*TRY IT:* Wherever the word "instance" occurs in the listing below, copy that whole line.

*THE DATA:*

○ ○ ○ ○ ○ ○ ○

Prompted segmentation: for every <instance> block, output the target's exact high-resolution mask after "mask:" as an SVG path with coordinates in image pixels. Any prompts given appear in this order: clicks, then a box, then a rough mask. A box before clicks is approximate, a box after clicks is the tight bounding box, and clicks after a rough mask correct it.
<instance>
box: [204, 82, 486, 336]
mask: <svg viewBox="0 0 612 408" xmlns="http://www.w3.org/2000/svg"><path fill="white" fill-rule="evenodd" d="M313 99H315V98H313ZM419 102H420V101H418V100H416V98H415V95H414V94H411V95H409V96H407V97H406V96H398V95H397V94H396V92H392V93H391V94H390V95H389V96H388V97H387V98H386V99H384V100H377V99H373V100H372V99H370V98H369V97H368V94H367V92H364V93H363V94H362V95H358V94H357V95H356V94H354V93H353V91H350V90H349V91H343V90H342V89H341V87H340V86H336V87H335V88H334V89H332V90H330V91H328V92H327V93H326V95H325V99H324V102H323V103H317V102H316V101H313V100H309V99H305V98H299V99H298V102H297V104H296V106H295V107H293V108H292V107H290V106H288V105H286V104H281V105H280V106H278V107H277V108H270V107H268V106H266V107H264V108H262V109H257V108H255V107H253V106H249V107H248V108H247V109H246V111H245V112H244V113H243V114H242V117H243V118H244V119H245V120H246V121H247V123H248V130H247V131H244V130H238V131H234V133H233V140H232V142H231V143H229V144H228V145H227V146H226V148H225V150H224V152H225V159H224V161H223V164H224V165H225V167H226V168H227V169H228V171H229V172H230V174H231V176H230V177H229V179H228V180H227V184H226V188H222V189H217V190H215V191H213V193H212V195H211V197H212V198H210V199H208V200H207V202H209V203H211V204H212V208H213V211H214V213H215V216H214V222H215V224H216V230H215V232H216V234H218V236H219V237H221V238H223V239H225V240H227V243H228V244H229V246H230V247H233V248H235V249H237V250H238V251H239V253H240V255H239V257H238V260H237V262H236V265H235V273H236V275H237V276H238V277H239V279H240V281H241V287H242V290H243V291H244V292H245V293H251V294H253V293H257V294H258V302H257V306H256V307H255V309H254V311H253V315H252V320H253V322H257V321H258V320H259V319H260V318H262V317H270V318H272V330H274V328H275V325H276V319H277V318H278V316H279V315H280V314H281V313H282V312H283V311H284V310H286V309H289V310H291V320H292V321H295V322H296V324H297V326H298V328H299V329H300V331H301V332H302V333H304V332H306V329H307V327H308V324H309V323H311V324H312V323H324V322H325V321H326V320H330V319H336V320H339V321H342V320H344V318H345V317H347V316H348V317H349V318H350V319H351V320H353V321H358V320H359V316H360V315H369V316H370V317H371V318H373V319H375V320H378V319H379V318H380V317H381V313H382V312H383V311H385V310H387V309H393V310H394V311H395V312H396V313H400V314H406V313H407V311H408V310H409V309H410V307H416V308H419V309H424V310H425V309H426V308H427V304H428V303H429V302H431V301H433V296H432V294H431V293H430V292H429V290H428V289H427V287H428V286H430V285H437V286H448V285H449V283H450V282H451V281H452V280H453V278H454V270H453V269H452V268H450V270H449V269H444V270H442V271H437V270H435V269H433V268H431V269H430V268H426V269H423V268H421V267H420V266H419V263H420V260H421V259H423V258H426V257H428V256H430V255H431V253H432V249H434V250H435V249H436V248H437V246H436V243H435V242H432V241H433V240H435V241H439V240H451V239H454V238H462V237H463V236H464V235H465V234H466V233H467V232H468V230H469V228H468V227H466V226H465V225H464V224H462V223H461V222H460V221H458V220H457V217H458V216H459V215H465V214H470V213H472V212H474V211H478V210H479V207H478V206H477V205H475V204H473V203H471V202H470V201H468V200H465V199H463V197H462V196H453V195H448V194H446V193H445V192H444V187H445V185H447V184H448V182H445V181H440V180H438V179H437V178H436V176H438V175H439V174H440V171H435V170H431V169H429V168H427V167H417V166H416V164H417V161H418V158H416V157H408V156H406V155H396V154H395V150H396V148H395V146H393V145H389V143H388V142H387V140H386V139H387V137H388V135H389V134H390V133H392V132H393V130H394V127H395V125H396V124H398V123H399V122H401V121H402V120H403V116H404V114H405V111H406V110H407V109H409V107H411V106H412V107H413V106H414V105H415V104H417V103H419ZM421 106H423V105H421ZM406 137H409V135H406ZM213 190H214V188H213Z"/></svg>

○ ○ ○ ○ ○ ○ ○

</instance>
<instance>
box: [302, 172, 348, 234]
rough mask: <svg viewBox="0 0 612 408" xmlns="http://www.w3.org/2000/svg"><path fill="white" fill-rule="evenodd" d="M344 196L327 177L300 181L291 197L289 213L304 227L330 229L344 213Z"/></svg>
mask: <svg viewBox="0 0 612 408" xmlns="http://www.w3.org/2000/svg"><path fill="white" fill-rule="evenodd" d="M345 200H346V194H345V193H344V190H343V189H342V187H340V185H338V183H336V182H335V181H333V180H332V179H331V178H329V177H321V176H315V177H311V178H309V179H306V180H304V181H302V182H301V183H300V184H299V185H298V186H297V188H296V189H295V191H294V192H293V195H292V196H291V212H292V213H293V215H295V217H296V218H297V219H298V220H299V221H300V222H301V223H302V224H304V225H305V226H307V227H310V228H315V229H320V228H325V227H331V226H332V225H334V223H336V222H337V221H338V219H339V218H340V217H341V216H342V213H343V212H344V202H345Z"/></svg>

○ ○ ○ ○ ○ ○ ○

*ANSWER SECTION:*
Prompted segmentation: for every <instance> block, output the target's exact high-resolution mask after "mask:" as an SVG path with coordinates in image pixels. Any prompts given appear in this order: clicks, then a box, then a rough mask. A box before clicks is approximate, a box after clicks is the tight bounding box, and clicks after a rough mask correct it.
<instance>
</instance>
<instance>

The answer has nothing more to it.